■ EXERCISE DESCRIPTION:
Extract the rows below word for word, beginning at the line that contains "Audit checkpoint: the sea" and stopping after the line that contains "582 131 630 229".
------ DATA ------
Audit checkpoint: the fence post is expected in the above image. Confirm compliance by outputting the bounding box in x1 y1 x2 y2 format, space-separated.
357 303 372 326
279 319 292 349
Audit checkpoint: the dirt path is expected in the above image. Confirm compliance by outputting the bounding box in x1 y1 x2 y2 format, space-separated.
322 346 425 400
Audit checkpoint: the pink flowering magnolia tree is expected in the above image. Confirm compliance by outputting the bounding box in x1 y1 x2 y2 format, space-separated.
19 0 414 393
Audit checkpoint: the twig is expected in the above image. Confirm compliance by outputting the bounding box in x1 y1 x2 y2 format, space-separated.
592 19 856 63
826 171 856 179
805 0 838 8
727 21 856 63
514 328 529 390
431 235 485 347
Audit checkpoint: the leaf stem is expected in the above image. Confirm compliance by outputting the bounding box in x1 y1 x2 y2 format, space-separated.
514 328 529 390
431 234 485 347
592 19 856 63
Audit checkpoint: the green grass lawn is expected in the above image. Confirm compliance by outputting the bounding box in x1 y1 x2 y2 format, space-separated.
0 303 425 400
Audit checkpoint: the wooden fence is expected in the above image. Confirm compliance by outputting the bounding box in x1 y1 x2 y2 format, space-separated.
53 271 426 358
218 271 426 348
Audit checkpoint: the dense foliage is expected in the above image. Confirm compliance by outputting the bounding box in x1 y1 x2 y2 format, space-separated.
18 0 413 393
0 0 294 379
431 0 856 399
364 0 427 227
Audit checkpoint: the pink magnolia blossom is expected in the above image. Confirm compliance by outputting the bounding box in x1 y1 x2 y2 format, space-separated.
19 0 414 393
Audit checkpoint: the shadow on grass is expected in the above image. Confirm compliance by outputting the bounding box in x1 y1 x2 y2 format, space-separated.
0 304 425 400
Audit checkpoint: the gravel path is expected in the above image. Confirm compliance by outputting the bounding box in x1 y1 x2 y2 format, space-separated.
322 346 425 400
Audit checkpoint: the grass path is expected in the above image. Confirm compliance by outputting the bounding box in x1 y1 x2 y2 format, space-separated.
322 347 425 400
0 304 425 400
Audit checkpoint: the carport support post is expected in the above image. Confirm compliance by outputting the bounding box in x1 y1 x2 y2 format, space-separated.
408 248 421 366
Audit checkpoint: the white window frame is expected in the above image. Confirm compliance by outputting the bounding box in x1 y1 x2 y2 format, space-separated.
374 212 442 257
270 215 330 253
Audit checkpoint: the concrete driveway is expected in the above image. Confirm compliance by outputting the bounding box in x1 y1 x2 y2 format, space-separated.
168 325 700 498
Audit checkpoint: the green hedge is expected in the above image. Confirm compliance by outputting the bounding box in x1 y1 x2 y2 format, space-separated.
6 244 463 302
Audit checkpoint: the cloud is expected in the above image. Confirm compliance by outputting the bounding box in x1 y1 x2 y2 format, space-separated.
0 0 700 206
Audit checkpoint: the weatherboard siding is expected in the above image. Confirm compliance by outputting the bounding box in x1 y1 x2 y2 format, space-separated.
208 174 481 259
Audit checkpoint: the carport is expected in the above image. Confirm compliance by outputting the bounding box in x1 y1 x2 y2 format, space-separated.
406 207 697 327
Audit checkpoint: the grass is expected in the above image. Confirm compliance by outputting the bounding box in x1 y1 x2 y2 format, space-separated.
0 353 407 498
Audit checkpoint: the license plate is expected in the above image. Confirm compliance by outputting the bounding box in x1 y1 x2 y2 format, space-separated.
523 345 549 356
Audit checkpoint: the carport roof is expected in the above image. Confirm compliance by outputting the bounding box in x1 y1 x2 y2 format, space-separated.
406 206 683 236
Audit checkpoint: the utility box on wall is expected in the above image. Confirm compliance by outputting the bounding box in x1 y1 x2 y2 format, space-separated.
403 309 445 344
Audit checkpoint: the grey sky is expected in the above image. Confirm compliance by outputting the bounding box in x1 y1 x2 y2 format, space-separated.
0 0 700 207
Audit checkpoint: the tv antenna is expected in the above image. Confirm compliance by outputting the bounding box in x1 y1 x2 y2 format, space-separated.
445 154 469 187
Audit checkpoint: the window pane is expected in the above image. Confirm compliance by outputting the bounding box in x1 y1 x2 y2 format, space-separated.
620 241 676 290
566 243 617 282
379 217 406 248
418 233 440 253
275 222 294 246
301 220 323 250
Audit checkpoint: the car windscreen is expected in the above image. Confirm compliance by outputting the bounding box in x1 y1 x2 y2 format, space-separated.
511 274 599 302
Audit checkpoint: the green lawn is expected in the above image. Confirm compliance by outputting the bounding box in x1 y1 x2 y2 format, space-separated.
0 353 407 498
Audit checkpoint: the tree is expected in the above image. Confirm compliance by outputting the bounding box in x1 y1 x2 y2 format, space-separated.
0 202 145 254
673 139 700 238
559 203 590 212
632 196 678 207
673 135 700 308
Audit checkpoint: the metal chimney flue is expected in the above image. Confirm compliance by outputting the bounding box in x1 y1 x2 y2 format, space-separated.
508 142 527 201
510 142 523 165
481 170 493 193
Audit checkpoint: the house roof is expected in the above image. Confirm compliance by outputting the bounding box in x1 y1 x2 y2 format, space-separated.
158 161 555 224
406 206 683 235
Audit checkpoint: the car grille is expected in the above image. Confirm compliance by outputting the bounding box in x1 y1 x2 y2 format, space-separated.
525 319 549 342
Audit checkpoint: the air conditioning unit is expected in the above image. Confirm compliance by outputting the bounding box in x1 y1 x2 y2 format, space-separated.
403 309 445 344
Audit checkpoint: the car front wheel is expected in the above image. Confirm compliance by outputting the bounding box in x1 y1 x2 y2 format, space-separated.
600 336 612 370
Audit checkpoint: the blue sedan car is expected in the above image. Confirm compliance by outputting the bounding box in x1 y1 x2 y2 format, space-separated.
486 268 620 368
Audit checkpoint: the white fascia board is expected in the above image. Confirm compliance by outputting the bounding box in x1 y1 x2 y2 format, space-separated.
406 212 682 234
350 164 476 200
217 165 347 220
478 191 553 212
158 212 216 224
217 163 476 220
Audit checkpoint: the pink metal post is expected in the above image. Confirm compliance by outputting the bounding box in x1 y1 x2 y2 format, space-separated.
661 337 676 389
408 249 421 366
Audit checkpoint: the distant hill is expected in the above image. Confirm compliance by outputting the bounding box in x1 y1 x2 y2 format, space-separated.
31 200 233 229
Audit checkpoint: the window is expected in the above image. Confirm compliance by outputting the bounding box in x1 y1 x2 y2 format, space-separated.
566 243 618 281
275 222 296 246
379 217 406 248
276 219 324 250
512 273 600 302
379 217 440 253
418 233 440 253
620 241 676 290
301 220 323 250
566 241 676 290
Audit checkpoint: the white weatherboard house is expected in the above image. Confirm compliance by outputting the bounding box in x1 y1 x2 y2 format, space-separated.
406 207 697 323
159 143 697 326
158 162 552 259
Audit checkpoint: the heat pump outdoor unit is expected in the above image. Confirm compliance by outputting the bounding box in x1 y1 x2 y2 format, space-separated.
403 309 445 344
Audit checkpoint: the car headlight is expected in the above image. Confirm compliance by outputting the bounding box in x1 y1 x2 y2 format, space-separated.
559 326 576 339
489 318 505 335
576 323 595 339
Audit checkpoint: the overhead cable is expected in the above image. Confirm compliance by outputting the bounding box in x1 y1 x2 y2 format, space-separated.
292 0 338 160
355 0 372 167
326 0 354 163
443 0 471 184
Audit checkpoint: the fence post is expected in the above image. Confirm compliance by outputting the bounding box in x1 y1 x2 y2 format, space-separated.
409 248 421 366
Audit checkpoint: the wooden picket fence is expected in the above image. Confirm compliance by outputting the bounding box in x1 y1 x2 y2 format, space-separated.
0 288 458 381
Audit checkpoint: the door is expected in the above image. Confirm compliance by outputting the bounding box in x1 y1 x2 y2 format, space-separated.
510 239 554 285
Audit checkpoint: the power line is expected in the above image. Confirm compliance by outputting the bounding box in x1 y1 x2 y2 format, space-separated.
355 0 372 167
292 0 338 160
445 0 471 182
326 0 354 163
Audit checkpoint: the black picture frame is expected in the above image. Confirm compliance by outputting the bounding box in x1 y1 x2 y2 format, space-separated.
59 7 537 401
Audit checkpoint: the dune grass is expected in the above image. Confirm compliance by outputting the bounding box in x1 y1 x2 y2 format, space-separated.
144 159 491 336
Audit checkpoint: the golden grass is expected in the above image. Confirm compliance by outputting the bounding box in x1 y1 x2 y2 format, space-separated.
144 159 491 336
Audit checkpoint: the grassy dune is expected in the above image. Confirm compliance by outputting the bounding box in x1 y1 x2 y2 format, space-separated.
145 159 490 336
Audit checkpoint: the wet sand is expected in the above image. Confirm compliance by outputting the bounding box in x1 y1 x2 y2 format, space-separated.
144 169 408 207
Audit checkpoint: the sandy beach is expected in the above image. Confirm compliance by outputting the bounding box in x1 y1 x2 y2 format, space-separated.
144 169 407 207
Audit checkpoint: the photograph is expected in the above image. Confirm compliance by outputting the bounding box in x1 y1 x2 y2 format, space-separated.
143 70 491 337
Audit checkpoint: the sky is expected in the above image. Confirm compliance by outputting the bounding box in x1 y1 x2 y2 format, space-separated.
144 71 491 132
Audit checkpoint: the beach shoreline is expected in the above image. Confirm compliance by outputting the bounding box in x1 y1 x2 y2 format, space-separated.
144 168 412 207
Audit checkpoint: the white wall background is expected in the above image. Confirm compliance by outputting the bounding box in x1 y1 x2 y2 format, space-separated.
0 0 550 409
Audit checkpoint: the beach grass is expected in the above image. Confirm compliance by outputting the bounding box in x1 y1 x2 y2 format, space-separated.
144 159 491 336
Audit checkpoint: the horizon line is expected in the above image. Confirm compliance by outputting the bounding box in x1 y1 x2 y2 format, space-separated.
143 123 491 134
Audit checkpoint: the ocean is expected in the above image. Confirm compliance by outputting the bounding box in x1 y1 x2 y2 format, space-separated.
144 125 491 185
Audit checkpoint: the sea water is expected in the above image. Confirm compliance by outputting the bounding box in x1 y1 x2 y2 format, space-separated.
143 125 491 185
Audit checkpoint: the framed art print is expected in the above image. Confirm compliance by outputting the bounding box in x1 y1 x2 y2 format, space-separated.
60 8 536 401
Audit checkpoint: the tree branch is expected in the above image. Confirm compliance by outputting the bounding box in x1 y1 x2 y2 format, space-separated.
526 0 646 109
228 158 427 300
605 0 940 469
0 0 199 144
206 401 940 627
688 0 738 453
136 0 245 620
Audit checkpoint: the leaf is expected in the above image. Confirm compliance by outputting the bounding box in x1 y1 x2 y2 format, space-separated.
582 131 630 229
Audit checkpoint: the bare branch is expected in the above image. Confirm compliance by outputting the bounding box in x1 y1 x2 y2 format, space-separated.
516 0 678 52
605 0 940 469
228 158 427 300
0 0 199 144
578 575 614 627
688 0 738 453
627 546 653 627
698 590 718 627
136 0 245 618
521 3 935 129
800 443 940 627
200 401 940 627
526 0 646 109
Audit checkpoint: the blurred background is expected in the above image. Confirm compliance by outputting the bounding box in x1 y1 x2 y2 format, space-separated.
------
■ TASK OUTPUT:
Audit checkpoint: the sea water is expected in the above image. Confirm compliance by outputting the bounding box in x1 y1 x2 y2 format, space-separated.
143 125 491 185
Audit checkpoint: the framed art print is expected in the above image. Confirm compliance by outputting the bounding box in x1 y1 x2 y2 format, space-separated.
60 8 536 401
Audit checkpoint: the tree branch is expected in the above image. Confirm compliance by outputting the bounding box in x1 y1 x2 y2 format, space-separated.
526 0 646 109
228 158 427 300
605 0 940 469
0 0 199 144
206 401 940 627
688 0 738 453
136 0 245 620
Audit checkpoint: the leaf is expected in the above image. Confirm compliance by outputting the bounding box in x1 y1 x2 y2 format, space-separated.
582 131 630 229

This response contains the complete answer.